Entries drawn from a collection:
-*-*-

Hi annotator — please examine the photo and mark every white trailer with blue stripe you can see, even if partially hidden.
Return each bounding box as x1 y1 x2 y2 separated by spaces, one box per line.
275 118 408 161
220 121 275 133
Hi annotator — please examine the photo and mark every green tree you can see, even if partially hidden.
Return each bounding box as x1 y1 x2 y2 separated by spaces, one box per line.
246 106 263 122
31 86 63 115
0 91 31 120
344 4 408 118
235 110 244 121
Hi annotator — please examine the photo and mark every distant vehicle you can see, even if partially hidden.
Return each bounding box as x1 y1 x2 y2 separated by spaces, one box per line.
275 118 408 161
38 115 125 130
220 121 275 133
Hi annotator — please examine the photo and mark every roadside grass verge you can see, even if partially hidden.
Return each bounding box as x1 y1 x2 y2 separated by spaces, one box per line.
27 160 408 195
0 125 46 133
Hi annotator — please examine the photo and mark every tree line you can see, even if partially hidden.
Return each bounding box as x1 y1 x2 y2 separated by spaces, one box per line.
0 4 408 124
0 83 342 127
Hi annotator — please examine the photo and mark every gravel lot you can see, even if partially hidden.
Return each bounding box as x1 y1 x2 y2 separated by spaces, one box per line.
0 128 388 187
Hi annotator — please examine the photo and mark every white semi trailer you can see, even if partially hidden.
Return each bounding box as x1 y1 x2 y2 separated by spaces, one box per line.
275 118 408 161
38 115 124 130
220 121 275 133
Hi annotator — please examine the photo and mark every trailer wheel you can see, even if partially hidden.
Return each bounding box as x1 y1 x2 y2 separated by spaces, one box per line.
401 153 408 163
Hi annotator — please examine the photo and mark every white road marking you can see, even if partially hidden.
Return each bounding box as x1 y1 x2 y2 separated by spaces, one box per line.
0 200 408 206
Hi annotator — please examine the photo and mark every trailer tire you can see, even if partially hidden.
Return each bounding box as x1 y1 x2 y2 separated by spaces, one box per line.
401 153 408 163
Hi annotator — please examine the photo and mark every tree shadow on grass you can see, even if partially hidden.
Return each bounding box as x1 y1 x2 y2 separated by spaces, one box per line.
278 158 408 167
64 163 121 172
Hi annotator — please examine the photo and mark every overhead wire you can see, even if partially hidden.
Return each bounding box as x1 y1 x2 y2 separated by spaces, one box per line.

-*-*-

Quote verbatim the data from the line containing "grass you can see, even if partially hidden." through the line containing "64 163 121 172", including both of those lines.

THE REPLY:
Hi annotator — please examine the photo and mark every tree shadow on grass you can see, even if partially hidden.
Return each bounding box as x1 y1 x2 y2 separated by spaces, one box per line.
278 158 408 167
64 163 121 172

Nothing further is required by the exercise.